Make an exact copy of the lines, leaving the pictures out.

>> begin Supplied material

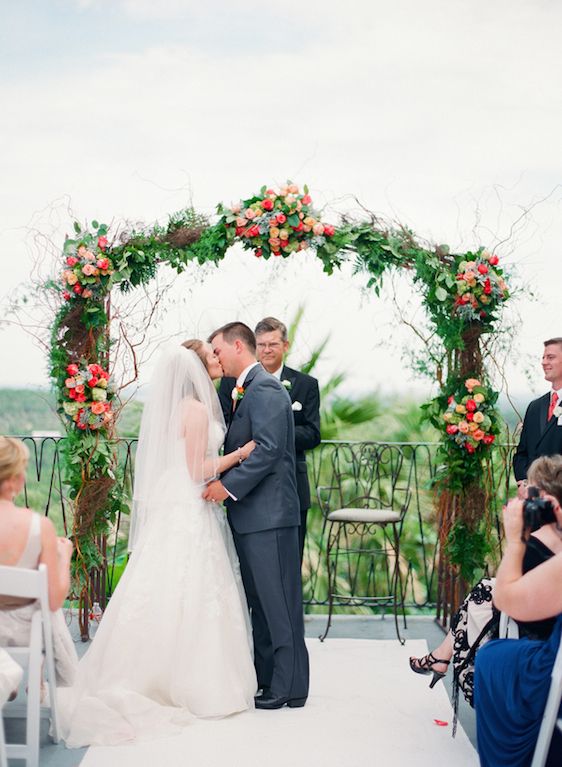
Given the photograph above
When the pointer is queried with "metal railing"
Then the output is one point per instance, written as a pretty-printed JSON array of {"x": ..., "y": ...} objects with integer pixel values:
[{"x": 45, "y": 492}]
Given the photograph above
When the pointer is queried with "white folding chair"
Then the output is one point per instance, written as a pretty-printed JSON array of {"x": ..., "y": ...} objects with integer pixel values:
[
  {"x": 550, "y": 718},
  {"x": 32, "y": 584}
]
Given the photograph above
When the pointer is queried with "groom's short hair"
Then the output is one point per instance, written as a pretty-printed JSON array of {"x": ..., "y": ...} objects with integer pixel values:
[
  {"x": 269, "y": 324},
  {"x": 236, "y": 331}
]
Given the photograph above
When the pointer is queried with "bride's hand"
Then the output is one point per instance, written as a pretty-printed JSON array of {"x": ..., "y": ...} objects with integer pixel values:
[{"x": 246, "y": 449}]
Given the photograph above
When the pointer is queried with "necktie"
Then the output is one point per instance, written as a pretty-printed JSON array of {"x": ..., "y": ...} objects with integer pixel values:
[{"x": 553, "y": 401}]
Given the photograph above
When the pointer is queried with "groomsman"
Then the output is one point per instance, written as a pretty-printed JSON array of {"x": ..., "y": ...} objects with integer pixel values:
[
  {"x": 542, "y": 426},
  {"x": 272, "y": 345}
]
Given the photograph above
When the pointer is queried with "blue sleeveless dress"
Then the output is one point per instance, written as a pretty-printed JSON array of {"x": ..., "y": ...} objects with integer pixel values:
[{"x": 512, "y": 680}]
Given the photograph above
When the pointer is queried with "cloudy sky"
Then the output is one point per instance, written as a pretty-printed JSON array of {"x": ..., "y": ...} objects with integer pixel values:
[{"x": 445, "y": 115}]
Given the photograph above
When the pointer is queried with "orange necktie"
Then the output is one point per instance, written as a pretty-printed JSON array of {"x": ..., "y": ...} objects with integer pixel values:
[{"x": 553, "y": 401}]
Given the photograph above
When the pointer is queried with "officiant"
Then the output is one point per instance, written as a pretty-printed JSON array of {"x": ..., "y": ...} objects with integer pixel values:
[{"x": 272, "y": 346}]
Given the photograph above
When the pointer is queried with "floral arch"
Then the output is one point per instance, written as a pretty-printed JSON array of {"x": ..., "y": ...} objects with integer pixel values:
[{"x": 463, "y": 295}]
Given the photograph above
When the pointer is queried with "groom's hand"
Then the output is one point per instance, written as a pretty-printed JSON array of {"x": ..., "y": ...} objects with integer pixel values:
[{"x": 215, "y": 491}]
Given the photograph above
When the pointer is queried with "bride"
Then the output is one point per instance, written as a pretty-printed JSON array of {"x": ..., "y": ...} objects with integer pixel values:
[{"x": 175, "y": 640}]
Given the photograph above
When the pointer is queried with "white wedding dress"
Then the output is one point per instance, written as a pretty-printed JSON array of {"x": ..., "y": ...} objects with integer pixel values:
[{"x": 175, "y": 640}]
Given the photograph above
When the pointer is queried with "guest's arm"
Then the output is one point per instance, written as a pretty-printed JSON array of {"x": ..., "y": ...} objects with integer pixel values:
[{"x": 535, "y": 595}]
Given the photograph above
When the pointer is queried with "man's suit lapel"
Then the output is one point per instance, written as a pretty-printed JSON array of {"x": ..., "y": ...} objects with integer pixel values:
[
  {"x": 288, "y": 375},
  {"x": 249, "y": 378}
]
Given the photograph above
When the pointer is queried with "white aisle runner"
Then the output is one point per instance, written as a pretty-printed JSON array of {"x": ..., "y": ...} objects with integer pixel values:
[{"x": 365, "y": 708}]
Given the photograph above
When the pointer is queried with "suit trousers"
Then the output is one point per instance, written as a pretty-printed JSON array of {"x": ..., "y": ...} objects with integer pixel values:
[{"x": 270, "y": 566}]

>> end Supplied material

- [Full solution]:
Given the photograph above
When the pointer is queried with "metal railing"
Then the output is one point per instance, written as a pretty-printed JSON array of {"x": ..., "y": ...} objects with integer pixel values:
[{"x": 45, "y": 492}]
Given the photograph above
When the pointer is queried with "white folding chair"
Then the output is one point per instance, written as a pretty-printed JSON array of {"x": ..., "y": ...} objects with integer pixel values:
[
  {"x": 550, "y": 718},
  {"x": 32, "y": 584}
]
Given the photograph above
When the pointer is queried with "groom's short hair"
Then the output is one point per instance, written as a pretty-printed JSON array of {"x": ..., "y": ...} objects with integer pixel values:
[
  {"x": 269, "y": 324},
  {"x": 236, "y": 331}
]
Given the photograph above
When the pointer is queried with "bride's hand"
Then the output is one point per instance, written as a pretty-printed JSON array of {"x": ..., "y": ...} objects with integer pixel values:
[{"x": 246, "y": 449}]
Given the photograph above
When the pointer is queried with "necktie"
Then the output is one point per instance, written as a pretty-printed JSON array of {"x": ..., "y": ...} objects with integer pixel values:
[{"x": 553, "y": 401}]
Given the photograph above
When the pointer is queried with "groomsman"
Then the output is one point per instance, written as a pretty-printed JSON array of {"x": ..., "y": ...} objects with integer pixel values:
[
  {"x": 542, "y": 426},
  {"x": 272, "y": 345}
]
Given the photograph above
When the pointer is queried with "blue sleeveless dress"
Then the output is one point per instance, written as a pretty-printed JSON array of {"x": ..., "y": ...} objects with integer pixel values:
[{"x": 512, "y": 680}]
Given the photograph above
When the pointer is queried with "cloudy sky"
Then the output is one point per instance, written as a pretty-printed JSON array of {"x": ..., "y": ...} objects with integer pixel values:
[{"x": 445, "y": 115}]
Given the photograph above
When the pointer is queried with "orange necktie"
Then the output is one point per instance, written as a pretty-printed JSON array of {"x": ..., "y": ...} objects with integer pixel values:
[{"x": 553, "y": 401}]
Given the photograph above
When the pointer is queried with "officiant"
Then the output is one point per instance, written as a pretty-printed JSON array of {"x": ..., "y": ...} objects with integer pixel values:
[{"x": 272, "y": 346}]
Given the photograph above
When the pointer is queried with "floral arch"
Then the output is one point per instance, written as a pretty-printed JSON array of {"x": ..., "y": ...} objects with integer pixel values:
[{"x": 463, "y": 295}]
Given the photograph above
When the pointer is queried with "groom's hand"
Then the output is one point per instance, written as a pretty-printed JSON array of {"x": ..., "y": ...} objects with integer pixel values:
[{"x": 215, "y": 491}]
Given the photograph above
When the pointer is queried with "bride"
Then the output is one point per instance, written as a pretty-printed JSON array of {"x": ..., "y": ...} objects with integer pixel values:
[{"x": 175, "y": 640}]
Given the photograph above
When the pointer is queried with "white wedding dress"
Then the output is one point per instance, written as a pretty-printed JSON array of {"x": ..., "y": ...} objects with integer pixel values:
[{"x": 175, "y": 640}]
Given the photograph above
When the pointer is queried with "guest's arm"
Then the output is one point per instance, written as a pretty-printed JSON array of {"x": ..., "y": ...} objects with integer pixel values:
[{"x": 535, "y": 595}]
Given the photograph above
When the pointer is queried with "man's suit lapel"
Then the output is one point per instance, written as a pretty-printed JSON array of {"x": ..., "y": ...} objects with integer pixel values:
[
  {"x": 288, "y": 375},
  {"x": 249, "y": 378}
]
Given the photograph above
When the pointer is queried with "white aisle runner"
Then the output is one point per instance, written as a pretty-printed JSON array of {"x": ..., "y": ...} objects with integer pixel values:
[{"x": 365, "y": 708}]
Given the photograph above
When the pointer is queried with "suit trousers"
Then the output is one point per instance, written as a pretty-printed JSON array of {"x": ..., "y": ...} objects with integer pixel values:
[{"x": 270, "y": 566}]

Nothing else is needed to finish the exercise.